__WHAT YOU WILL DO__. In the listing, rewrite the stretch from the line containing "box for the incident report." through the line containing "[126,322,264,432]", putting "red" in place of "green" and leaving everything else intact.
** begin INPUT FOR THIS TASK **
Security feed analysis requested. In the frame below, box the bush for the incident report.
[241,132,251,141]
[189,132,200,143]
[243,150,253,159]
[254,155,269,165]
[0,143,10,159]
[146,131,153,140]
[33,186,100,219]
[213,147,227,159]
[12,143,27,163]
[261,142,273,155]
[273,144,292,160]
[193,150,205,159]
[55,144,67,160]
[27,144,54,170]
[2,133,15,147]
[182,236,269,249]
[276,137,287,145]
** end INPUT FOR THIS TASK **
** begin INPUT FOR THIS TASK **
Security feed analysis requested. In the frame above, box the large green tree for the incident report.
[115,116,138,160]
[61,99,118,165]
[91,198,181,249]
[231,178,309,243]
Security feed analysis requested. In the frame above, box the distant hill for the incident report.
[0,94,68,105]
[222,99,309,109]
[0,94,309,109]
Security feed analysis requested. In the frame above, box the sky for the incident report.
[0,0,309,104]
** end INPUT FOR THIS TASK **
** begin INPUT FOR THIS TASK **
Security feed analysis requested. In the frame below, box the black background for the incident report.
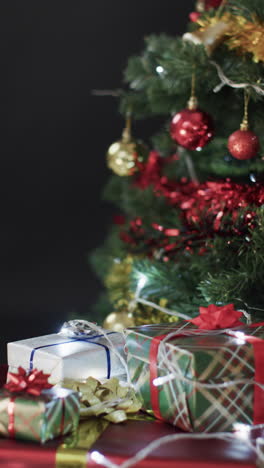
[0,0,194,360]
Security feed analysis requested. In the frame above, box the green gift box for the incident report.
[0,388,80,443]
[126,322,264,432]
** end INPUT FOR THIS TASK **
__SOLVED PROBLEM__.
Security feed analysis requested. In the frame above, box the red gift box for the incident report.
[0,388,80,443]
[126,322,264,432]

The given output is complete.